Given request 1 - Summarize the thread on collation and ORDER BY in two sentences.

Text section -
Right. In case ORDER BY is used with LIMIT in the subquery, we could not
drop ORDER BY.


On Fri, Jul 31, 2015 at 9:22 AM, Aman Sinha <[email protected]> wrote:

> Yes, in general collation is a better fit as a physical property rather
> than logical property of a plan node.  With regard to places where it makes
> sense to treat it as logical property, agree with the ORDER-BY comments and
> these should be extended to window functions too:
>    SELECT  b,  RANK() OVER (ORDER BY b) FROM table;
> I would think the LogicalWindow  should have collation on b.
>
> Jinfeng, the subquery's ORDER-BY can be dropped in some cases but not all..
> for instance in the following query:
>   SELECT  a1 FROM (SELECT a1 FROM t1 WHERE .... ORDER BY a1)  LIMIT 10;
> The OB should not be dropped.  There are other cases, this is one example.
>
> Aman
>
> On Fri, Jul 31, 2015 at 9:09 AM, Jinfeng Ni <[email protected]> wrote:
>
> > I think it makes sense that LogicalAggregate does not have collation,
> since
> > a LogicalAggregate could be implemented with different physical operator,
> > either hash-based aggregation, or sort-based aggregation. Only when
> > LogicalAggregate is converted into physical aggregator,  it makes sense
> to
> > have collation, depending on the which physical operator is used.
> >
> > Same thing could be applied to LogicalJoin, which could be implemented
> > either as hash-join, or sort-based join.
> >
> > At logical level, the only collation will come from the top level ORDER
> BY
> > clause.  In that sense, I feel that the ORDER BY clause in a SUBQUERY, or
> > VIEW probably should be removed in logical planning, since semantically
> it
> > does not impact query result.
> >
> >  SELECT   S.C1, T2.C4
> >  FROM  (SELECT C1, C2, C3
> >                FROM T1 ORDER BY C1) AS S JOIN
> >                T2
> > ON S  ...
> > ORDER BY T2.C4;
> >
> > In Drill, we separate logical planning from physical planning, where the
> > collation (together with distribution trait) will matter in physical
> > planing.
> >
> >
> >
> >
> > On Fri, Jul 31, 2015 at 7:27 AM, Milinda Pathirage <
> [email protected]>
> > wrote:
> >
> > > Thanks Julian for looking in to this. Thanks Maryann for detecting the
> > > issue in CALCITE-783 patch.

Records for this task -
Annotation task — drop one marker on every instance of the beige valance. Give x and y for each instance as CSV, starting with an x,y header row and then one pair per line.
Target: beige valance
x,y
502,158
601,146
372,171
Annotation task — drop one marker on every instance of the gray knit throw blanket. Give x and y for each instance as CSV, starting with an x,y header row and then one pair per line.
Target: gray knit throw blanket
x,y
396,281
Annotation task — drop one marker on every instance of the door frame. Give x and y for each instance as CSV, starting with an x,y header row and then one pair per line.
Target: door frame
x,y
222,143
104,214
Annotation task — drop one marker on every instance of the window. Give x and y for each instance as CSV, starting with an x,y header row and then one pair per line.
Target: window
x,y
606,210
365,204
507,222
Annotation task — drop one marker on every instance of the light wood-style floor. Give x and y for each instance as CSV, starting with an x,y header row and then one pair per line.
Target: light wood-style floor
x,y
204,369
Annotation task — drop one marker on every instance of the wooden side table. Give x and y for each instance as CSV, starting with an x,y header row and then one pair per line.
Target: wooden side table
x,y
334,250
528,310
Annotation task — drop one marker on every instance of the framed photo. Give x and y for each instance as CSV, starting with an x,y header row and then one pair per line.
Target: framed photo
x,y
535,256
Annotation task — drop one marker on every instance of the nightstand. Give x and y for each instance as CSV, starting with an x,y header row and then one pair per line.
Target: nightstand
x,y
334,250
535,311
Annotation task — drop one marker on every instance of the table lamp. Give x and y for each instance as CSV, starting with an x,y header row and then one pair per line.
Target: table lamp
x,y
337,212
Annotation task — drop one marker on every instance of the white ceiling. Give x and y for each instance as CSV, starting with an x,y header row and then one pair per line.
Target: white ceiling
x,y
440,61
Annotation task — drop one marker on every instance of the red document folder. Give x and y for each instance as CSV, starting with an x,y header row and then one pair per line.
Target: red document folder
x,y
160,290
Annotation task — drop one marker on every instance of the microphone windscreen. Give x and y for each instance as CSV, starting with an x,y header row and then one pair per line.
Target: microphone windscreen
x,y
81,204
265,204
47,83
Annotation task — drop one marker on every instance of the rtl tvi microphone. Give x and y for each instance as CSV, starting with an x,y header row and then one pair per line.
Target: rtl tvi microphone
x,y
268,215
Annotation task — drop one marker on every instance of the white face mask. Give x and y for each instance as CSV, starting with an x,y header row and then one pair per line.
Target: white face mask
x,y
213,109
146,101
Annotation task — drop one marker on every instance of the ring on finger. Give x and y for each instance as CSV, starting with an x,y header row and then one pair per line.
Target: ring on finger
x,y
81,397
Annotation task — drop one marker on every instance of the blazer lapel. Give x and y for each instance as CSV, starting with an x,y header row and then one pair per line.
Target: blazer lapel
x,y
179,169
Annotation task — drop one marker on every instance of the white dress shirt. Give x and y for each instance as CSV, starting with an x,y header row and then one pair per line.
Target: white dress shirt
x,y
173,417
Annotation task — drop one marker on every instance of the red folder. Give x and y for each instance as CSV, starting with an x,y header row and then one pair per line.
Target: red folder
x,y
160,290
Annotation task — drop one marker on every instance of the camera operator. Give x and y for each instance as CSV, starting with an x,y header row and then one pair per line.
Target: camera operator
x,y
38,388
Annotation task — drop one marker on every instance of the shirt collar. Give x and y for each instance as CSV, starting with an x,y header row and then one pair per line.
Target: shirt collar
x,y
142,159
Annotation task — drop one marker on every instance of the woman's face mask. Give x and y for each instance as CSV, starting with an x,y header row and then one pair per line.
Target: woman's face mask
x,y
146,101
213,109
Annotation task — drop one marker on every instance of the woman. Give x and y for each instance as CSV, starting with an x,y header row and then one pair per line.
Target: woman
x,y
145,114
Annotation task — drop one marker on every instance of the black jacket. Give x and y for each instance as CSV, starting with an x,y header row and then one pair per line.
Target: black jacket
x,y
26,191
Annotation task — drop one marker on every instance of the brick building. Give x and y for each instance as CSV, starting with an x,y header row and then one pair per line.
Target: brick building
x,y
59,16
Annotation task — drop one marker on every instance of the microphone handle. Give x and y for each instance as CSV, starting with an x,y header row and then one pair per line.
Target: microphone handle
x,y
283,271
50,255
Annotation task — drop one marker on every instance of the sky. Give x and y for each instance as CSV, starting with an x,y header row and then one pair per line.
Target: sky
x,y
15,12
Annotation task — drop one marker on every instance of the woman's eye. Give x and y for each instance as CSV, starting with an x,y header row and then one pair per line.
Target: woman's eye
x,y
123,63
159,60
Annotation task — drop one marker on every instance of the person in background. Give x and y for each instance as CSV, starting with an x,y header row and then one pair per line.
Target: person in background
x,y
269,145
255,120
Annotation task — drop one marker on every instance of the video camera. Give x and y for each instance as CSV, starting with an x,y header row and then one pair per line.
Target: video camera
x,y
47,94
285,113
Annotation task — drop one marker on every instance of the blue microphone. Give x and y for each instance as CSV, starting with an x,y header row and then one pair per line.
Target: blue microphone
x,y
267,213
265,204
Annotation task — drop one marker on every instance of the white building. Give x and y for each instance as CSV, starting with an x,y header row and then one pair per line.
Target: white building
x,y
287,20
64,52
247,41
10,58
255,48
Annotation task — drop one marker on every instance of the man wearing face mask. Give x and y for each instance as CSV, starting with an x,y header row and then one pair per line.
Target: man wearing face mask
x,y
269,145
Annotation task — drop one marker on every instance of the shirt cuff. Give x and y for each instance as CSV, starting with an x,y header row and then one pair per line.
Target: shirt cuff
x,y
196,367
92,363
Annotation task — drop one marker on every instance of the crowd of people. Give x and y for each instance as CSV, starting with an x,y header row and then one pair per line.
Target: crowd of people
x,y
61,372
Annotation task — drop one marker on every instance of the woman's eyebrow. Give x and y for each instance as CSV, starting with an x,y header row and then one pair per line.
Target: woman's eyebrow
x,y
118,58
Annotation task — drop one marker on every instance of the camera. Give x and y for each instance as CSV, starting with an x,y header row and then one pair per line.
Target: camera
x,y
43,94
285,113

Given request 2 - Update the records from the line containing "of the camera." through the end of the records, inclusive, by replacing "camera" with "microphone". Give those lines again with nothing else changed.

Expected answer 1 - One participant argues that logical aggregates and joins should carry no collation because they can be implemented by either hash-based or sort-based physical operators, and that ORDER BY in a subquery or view could be removed during logical planning since, at the logical level, collation comes only from the top-level ORDER BY. Another replies that collation fits better as a physical property but can be treated as logical for ORDER BY and window functions, and that a subquery's ORDER BY cannot always be dropped, for instance when it is used with LIMIT, a point the most recent reply accepts.

Expected answer 2 -
Annotation task — drop one marker on every instance of the microphone. Give x and y for each instance as CSV, starting with an x,y header row and then one pair per line.
Target: microphone
x,y
43,94
285,113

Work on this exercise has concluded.